SUPPLIED RECORDS below:
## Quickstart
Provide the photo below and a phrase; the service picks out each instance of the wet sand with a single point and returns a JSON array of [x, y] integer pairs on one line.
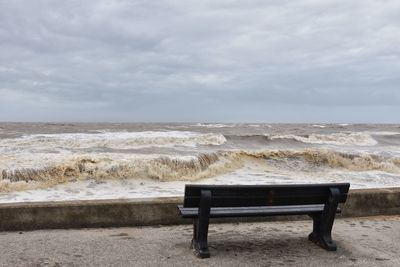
[[368, 241]]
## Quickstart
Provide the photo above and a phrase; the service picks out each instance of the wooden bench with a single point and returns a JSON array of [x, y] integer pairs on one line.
[[319, 201]]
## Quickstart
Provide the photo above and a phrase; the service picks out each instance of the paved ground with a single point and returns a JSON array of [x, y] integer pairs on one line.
[[372, 241]]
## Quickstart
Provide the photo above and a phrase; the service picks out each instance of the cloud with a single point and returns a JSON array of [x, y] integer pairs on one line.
[[204, 59]]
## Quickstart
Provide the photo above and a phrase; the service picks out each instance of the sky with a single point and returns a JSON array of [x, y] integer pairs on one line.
[[205, 61]]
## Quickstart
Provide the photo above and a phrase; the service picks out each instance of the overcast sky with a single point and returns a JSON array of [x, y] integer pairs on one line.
[[218, 60]]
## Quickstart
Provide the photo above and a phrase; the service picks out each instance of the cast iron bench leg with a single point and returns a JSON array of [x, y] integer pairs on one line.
[[200, 226], [323, 223]]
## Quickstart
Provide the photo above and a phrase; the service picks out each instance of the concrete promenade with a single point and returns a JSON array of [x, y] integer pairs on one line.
[[362, 241]]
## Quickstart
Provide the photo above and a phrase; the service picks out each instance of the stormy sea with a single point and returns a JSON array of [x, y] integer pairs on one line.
[[65, 161]]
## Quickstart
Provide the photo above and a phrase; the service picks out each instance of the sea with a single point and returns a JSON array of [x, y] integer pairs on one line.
[[71, 161]]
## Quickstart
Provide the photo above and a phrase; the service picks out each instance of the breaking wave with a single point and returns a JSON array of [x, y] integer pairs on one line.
[[355, 139], [186, 168], [113, 140]]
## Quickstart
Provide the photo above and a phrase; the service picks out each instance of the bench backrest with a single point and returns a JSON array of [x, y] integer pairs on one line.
[[263, 195]]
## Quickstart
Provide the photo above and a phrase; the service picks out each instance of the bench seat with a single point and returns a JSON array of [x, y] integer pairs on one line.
[[221, 212], [319, 201]]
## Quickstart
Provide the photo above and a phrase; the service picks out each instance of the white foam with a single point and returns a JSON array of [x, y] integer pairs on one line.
[[113, 140], [355, 139], [214, 125], [136, 188]]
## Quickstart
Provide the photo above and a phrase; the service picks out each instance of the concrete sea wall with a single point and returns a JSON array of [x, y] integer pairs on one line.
[[157, 211]]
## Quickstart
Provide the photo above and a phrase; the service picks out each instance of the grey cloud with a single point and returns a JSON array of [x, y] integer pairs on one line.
[[204, 59]]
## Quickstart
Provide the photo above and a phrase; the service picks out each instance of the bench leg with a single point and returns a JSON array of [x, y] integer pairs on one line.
[[200, 226], [323, 223]]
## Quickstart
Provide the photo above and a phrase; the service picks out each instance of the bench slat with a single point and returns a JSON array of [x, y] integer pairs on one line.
[[254, 211], [264, 195]]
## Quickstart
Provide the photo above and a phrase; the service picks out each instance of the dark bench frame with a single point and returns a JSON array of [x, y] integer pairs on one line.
[[319, 201]]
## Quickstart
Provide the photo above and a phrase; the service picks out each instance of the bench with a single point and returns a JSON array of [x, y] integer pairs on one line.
[[319, 201]]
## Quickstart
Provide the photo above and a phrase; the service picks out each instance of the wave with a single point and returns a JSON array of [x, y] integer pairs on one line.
[[187, 168], [355, 139], [113, 140], [214, 125]]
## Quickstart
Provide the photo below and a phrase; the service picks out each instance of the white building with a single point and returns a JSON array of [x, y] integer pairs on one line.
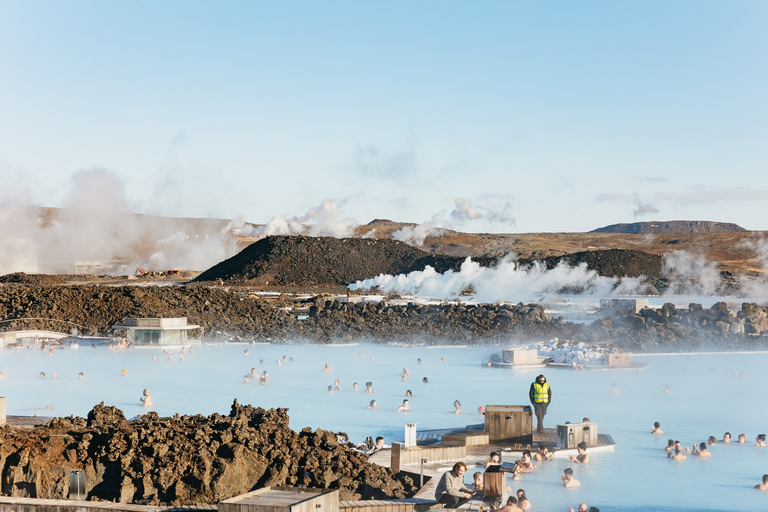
[[156, 331]]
End of SUPPLIED RECORDS.
**ABOUT THIS TASK**
Each record above is to be copied exactly. Drop the pictures.

**ANSWER TO THIS TASK**
## Quickstart
Provide the photo below and a phrase; the service picks out each instance of the wet sand with a single point and returns a JSON array of [x, y] integer pairs on one line.
[[368, 241]]
## Quickstart
Provide the photo above and a phrase; the service picks out each instance of the wooden bench with a single point and returns a JSON array of [x, y] integer pairs on one line.
[[319, 201]]
## Quickstart
Provide the photo above and a phrase; the service picks out each instance of the paved ground with a single point and returns a JSON array of [x, y] integer pairs on one line.
[[372, 241]]
## Quickstart
Provide the photo above and a phrase; the service picks out each instance of the cloud with a single point and returns a JSON array of [x, y] integer pairs on one line.
[[204, 59]]
## Quickstart
Provide the photo above and a phrase; the service picks out each instance of the sky with a single point and returns a JSON array of [x, y] integer pairs on one line.
[[205, 61]]
## Quickstart
Provide the photo above and a phrase; the service picks out each instance of the overcast sky with a single point and returns a JSON array of [x, y] integer pairs on one line.
[[218, 60]]
## Quickstart
Provide the photo above and a phrase; the service picks out each instance of the cast iron bench leg with a single point and returns a JSON array of [x, y] integer pairs on one line.
[[200, 226], [323, 223]]
## Quickstart
Provide the photo above and a phrase; the service picks out each instance of the concrete promenade with a single point and returns a JSON array of [x, y] integer pairs on one line.
[[362, 241]]
## Quickstart
Provide the photo above and a phrase; the service picks out each instance of the stormy sea with a single point and returns a JSON array of [x, y] integer pairs on one line.
[[65, 161]]
## Quickstart
Provide the photo above and a phrase; the service picks out each instance of the sea with a single point and returns a JSON array of [x, y] integer pairs on one line.
[[71, 161]]
## Quickstart
Provide the photo above and a phrase; the service picks out each instance of the breaking wave with a single point and returns a JSON array of [x, y] integer pairs on one line.
[[355, 139], [186, 168], [113, 140]]
## Quickstart
Provide the photo above and a phrase; the service picks out each instance of the bench backrest with a single point and returns a JSON array of [x, y] integer pairs on one line.
[[263, 195]]
## Quickstart
Provide the photo above and a phrase; the service picks out each instance of the bench seat with a single point and returns a JSON array of [x, y] integer pairs on one line.
[[221, 212], [319, 201]]
## Quickstart
Provide the photo above and a phrase; the service picks out each instance of the white foam with a single point and returns a JSON array of [x, y] integer pairs on one line.
[[113, 140], [355, 139], [214, 125], [136, 188]]
## Quickstart
Provide the photo above and a phrase; the service picks out each instance of the concrete sea wall with a single point and returns a JSON array of [x, y] integer pairs on one line.
[[157, 211]]
## Quickstart
Provide the photo above and a phrase; the service picks out each instance of the grey cloud with a single point and returns a JSON array of [x, y] integer pairs on one line.
[[204, 59]]
## Quickstart
Provide the photo above and a phrase; the service picks out each instance of the bench leg with a single point and returns a JSON array of [x, y] integer pairs on one line.
[[200, 226], [323, 223]]
## Quickstart
Provide the photo above and a phrase; the service picks out each instance of the bench slat with a single point and returns a JSON array of [x, y] integer pairs on one line.
[[254, 211], [264, 195]]
## Quickstart
Provide the photo above and a phrase; the service picks out each instance of the dark bench frame with a single point and returns a JSON array of [x, y] integer pairs on one line.
[[319, 201]]
## Quickstart
Provide the photo above and a phrase; the service picks out each instance of the bench with a single point and returns a JSON array of [x, y] integer pairs on one line.
[[319, 201]]
## Quickstart
Provide the photo above and a phrase; the service picks out each instance of the wave with a single point and returns a JSON array of [x, y] integer pairs on one line.
[[187, 168], [355, 139], [113, 140], [214, 125]]
## Quickstart
Provide the photo below and a phrase; the service picks out each instance of the white building with a single point and returns a JSON array of [x, y] integer pairs on one line.
[[156, 331]]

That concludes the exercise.